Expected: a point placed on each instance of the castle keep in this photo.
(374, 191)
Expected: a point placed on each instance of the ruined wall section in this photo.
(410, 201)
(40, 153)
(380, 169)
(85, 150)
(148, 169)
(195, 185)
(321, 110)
========================================
■ Activity
Each line of the data should be given back exactly.

■ Solution below
Expected: a point placed on each instance of the castle keep in this photo.
(374, 191)
Expected: a point placed on each instance of the ruined wall section in this photo.
(410, 201)
(40, 153)
(380, 169)
(85, 150)
(148, 169)
(195, 185)
(321, 110)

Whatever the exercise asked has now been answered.